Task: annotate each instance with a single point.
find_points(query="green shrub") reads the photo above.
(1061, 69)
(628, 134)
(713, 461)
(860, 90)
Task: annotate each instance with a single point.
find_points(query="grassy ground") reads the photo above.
--------
STATED TASK: Can you rewrite the data with "single point" replaced by "one point" throughout, leaving everything else unchanged?

CORRECT RESPONSE:
Task: annotate each instance with a one point.
find_points(query="green shrub") reads the photo above.
(1061, 69)
(628, 134)
(713, 461)
(860, 90)
Task: annotate each instance with a one point.
find_points(query="grassy ground") reads the photo above.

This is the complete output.